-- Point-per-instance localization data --
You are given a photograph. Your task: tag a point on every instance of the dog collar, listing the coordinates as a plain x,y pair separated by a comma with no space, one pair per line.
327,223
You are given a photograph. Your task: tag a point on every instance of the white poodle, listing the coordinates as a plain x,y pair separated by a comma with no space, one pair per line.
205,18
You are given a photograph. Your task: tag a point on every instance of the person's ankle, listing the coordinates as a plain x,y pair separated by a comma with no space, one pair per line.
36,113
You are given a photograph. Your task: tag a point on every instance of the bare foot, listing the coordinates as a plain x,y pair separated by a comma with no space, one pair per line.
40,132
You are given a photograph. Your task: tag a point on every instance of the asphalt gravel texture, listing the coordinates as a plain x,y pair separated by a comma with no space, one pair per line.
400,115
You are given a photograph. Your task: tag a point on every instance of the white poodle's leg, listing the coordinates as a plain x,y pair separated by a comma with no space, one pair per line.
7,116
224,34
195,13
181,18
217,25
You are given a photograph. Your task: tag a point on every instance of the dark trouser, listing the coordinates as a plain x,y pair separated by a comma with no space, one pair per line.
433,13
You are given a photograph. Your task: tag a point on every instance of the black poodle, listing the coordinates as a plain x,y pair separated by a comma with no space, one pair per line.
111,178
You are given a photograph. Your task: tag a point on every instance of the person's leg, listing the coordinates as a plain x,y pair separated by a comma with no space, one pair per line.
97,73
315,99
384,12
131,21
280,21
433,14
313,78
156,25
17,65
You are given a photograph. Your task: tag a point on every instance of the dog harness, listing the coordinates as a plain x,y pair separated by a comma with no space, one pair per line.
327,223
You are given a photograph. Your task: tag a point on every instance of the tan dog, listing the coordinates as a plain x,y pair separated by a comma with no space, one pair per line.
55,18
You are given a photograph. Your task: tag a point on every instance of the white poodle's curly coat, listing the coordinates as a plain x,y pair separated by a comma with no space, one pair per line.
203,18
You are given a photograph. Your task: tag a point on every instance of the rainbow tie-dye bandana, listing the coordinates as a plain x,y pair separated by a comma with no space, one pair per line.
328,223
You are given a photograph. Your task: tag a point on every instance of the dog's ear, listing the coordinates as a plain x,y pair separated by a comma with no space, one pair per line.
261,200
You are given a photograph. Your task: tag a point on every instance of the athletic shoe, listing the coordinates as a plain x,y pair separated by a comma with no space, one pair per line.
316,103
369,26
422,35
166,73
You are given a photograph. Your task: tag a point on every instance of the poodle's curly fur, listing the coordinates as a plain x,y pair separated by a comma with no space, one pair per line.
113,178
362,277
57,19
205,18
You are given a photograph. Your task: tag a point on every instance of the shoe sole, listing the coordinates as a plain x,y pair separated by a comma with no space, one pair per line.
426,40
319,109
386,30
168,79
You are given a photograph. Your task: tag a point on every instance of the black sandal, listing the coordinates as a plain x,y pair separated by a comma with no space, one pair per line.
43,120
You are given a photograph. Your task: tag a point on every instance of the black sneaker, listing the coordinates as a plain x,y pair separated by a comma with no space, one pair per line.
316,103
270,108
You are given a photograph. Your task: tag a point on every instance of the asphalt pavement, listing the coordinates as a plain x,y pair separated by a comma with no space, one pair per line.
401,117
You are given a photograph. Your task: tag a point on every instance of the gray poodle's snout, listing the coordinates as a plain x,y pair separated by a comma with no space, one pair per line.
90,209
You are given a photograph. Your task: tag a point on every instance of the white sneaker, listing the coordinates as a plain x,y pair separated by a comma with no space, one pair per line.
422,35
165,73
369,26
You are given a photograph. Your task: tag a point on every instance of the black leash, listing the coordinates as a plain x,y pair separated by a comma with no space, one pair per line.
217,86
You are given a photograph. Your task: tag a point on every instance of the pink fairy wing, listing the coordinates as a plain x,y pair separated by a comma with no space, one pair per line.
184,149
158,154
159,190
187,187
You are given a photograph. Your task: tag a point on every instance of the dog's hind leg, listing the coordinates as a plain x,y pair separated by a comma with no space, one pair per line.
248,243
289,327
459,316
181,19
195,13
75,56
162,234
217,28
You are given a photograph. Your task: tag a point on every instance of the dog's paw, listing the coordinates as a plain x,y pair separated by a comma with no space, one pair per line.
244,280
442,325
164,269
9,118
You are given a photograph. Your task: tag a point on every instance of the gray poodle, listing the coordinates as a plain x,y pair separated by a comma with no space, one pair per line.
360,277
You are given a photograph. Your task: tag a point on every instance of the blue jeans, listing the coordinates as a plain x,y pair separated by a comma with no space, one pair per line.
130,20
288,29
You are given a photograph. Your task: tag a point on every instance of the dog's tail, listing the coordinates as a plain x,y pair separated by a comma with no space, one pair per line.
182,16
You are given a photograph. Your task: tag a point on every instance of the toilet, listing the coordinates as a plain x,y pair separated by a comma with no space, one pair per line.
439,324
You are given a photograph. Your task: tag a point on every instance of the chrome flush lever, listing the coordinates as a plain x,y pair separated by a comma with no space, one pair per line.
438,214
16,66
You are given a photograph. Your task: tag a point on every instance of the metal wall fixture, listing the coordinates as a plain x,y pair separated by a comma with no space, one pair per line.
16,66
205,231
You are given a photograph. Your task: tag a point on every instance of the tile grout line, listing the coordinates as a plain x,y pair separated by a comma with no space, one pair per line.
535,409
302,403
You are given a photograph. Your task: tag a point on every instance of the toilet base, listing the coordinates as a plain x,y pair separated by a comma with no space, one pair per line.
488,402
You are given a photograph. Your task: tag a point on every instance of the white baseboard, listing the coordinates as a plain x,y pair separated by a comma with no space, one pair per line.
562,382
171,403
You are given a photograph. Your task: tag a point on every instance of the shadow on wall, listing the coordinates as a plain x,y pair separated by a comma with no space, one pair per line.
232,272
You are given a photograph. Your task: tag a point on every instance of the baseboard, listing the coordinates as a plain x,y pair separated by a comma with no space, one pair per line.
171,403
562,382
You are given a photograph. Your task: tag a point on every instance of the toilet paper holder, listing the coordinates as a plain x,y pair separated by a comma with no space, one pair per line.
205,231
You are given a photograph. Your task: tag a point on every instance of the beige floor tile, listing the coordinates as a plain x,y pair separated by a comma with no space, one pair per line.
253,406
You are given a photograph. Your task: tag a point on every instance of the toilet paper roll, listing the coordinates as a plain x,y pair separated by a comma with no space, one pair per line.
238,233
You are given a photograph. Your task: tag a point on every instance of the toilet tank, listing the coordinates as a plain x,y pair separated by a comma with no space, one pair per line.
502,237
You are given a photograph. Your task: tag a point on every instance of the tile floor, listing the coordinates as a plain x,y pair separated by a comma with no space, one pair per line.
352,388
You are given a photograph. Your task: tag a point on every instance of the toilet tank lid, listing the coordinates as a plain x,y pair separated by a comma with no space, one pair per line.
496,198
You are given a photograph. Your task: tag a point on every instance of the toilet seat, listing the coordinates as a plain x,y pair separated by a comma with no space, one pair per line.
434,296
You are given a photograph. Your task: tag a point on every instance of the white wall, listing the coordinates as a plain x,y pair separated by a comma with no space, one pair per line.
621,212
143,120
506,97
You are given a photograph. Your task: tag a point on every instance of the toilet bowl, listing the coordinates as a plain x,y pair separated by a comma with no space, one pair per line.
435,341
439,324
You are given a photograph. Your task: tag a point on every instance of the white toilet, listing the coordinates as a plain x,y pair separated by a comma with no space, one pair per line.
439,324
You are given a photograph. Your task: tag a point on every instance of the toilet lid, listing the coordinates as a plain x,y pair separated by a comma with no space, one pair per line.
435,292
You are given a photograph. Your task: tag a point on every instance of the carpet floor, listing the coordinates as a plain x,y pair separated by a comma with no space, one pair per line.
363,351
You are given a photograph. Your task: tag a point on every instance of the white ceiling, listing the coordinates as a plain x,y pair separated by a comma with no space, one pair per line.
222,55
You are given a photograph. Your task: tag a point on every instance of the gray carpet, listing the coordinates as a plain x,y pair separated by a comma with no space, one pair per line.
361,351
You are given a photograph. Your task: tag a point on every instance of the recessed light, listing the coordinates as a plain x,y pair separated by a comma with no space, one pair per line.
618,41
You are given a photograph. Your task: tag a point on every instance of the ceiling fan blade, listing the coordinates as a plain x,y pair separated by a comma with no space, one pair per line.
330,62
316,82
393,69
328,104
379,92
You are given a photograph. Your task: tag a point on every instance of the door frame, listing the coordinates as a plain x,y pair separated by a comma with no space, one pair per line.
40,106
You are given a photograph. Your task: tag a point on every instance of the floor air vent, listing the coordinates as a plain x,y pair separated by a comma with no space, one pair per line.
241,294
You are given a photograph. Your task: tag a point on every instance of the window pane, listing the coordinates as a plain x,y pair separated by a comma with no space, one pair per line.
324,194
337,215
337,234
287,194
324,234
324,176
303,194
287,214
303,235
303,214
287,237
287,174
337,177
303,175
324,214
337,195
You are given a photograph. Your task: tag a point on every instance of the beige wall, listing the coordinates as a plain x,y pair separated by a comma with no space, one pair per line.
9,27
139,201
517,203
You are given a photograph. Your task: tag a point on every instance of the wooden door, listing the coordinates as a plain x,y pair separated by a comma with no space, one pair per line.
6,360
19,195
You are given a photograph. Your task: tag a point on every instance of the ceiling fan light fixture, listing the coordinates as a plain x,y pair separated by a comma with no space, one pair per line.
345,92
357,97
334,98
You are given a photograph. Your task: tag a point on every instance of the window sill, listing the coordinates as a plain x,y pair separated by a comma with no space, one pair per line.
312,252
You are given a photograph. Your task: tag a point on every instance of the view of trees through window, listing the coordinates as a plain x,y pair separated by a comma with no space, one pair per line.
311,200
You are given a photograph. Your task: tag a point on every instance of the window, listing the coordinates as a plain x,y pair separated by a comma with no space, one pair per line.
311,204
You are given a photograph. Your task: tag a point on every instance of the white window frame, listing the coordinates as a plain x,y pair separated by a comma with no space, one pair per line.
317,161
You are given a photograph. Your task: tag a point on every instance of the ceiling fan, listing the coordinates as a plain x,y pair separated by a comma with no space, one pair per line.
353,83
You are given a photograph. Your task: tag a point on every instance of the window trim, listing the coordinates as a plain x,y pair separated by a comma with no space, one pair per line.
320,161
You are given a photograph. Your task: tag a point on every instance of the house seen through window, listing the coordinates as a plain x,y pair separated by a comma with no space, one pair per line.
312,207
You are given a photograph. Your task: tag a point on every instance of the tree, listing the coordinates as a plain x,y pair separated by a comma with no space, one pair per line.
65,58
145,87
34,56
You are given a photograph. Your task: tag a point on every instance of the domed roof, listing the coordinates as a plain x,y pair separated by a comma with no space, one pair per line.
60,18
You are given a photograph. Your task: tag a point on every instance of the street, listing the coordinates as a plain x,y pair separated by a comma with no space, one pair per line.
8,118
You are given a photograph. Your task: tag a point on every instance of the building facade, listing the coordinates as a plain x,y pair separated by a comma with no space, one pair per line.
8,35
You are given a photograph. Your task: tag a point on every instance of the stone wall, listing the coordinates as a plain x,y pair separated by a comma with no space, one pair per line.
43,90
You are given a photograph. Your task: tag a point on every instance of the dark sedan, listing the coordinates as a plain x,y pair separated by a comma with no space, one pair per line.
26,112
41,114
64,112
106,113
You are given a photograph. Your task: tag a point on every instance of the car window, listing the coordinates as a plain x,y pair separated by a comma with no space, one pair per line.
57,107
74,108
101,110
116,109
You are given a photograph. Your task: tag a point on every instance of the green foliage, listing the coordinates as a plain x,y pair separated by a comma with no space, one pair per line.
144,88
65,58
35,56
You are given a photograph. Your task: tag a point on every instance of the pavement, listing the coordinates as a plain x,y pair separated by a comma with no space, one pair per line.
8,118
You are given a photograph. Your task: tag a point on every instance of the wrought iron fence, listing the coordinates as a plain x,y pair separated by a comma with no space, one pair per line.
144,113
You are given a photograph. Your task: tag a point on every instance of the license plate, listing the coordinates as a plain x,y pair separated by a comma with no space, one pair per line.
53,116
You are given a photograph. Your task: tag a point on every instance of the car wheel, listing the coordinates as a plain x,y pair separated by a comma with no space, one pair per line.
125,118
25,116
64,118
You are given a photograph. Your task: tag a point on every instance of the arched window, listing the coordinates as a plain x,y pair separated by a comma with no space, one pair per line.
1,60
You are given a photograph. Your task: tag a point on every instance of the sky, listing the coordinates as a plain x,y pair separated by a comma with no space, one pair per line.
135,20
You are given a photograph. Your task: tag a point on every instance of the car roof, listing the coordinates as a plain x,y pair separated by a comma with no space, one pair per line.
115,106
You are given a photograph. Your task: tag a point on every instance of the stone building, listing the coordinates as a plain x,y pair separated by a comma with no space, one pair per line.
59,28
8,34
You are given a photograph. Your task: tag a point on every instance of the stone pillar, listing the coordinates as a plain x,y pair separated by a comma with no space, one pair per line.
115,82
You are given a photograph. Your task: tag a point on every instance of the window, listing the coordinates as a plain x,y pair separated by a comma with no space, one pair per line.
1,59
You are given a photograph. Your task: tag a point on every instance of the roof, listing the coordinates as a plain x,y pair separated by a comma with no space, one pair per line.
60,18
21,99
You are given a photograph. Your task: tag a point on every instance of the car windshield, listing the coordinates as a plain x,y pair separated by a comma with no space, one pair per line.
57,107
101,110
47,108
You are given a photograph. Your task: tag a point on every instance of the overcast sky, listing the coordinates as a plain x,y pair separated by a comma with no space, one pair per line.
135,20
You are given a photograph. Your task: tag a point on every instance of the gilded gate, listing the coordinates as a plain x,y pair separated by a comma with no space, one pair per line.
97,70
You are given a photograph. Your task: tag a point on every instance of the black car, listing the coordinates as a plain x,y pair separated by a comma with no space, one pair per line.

-- Exercise objective --
Each line from the one containing "car roof, listing" to the end of the entries above should be copied exactly, and no other line.

-- Result of the task --
You are given a photograph. Your task: tag a point on every instance of the car roof, listing the coordinates as a plain x,y pair separated by a comma with no space, one pair per line.
115,106
You are given a photograph. Your task: tag a point on every instance of the stone building, listing the coordinates as a plain x,y pair separated by a comma with no space, one pair per line.
59,28
8,34
You are given a photograph. Your task: tag a point on every instance of the stone pillar, listing the coordinates as a plain x,y pair separated by a comma with no space, one pair per line.
115,82
You are given a photograph. Your task: tag a point on every instance of the window, listing the coordinates as a plain x,y pair separated by a comma with no space, one pair per line.
1,59
You are given a photograph. Your task: tag a point on every instance of the roof, listing the coordinates as a plain x,y pair separated by a comma with no space, one pair per line.
60,18
21,99
You are given a photograph. Your task: tag a point on every instance of the car windshield, listing the coordinates as a plain x,y pair separated by a comma with no space, one pair per line.
57,107
101,110
47,108
You are given a photograph. Your task: tag a point on every instance of the overcast sky, listing the coordinates as a plain x,y pair separated by a comma with no space, one pair per line.
135,20
You are given a photograph. Your task: tag a point on every instance of the gilded gate, listing the coordinates as a plain x,y pair separated by a comma with no space, one pair per line.
97,70
You are given a photograph. Your task: tag a point on every instance of the black car, listing the coordinates as a plain x,y pair separated by a comma with no space, one pair per line.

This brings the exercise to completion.